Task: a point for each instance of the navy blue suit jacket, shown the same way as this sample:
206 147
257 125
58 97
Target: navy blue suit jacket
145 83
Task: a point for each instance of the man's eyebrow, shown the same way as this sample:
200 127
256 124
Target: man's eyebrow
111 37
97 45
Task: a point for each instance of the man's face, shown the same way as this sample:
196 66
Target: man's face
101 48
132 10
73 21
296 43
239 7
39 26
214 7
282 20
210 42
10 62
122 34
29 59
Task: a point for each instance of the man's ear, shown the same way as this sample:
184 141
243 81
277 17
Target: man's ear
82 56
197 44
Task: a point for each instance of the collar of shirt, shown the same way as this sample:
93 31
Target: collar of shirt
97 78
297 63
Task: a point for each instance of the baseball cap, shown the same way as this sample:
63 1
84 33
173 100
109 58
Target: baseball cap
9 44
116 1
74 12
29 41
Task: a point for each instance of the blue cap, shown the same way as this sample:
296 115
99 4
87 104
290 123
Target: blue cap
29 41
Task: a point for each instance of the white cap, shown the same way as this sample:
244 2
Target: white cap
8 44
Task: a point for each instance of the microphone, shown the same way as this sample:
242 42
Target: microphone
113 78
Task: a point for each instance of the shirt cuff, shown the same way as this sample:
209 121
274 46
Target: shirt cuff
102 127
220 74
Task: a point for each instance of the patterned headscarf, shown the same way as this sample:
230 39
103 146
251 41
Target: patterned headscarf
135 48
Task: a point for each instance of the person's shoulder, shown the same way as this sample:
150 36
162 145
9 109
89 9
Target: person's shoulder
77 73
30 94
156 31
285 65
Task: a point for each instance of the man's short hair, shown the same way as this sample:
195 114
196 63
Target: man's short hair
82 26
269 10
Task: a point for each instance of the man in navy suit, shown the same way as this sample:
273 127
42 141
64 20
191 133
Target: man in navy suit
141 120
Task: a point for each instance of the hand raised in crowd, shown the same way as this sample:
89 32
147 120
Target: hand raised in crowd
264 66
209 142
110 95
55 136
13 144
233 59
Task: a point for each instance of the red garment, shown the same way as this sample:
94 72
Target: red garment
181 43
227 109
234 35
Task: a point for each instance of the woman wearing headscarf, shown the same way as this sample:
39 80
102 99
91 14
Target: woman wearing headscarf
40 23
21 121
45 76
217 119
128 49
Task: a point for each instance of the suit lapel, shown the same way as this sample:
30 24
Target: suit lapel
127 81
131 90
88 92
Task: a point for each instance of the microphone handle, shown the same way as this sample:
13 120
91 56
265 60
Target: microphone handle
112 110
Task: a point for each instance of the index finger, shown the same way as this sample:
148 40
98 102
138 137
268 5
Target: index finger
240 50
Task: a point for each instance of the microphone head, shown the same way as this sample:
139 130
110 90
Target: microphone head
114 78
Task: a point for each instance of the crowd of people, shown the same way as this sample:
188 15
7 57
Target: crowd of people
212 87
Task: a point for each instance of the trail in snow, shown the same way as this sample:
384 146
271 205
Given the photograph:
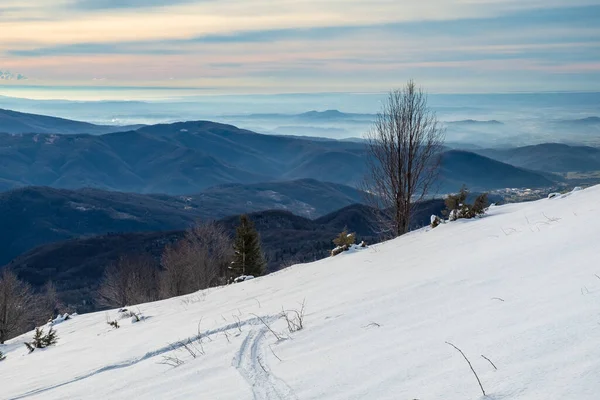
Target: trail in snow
251 363
147 356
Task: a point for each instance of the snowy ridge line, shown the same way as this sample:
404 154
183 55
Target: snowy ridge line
250 362
163 350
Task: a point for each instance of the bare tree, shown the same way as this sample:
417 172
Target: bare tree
131 280
198 261
17 306
404 149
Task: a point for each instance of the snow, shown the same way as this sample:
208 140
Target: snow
517 286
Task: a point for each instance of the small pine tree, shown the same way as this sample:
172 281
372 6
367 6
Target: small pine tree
248 258
480 204
38 338
50 338
343 242
457 206
41 339
345 239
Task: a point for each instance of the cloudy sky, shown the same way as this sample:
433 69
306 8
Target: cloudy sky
285 46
○ ○ ○ ○ ○ ○ ○
**Task to carry out**
When the line containing "Target: crowd of people" has been located, retype it and each line after it through the end of the records, excluding the pictures and adding nothing else.

**Exercise answer**
Target: crowd of people
212 87
Task: a point for each instance of the trail in snow, shown the same way as this sample:
384 146
271 205
Given the photograph:
Target: trail in snow
251 363
147 356
Task: a point for each instance of the snowy ridge line, shown the same way as this sample:
404 154
183 55
Target: snowy ridge line
250 362
163 350
Task: a point for each instance of the bare tree, shown the same way as this sample:
417 172
Target: bare tree
131 280
198 261
17 306
404 149
Task: a point for each instance of the snow, shown the same way as this sample:
208 140
Target: snow
517 286
Task: a point for each instance of the small pine tree, shown the same way as this sample:
172 281
372 6
367 6
Target: small pine tree
248 258
480 204
38 338
50 338
343 242
457 206
41 339
345 239
Task: a point for each instance of the cloudy sky, shown the same way as this sample:
433 69
306 8
Target: cloudy sky
285 46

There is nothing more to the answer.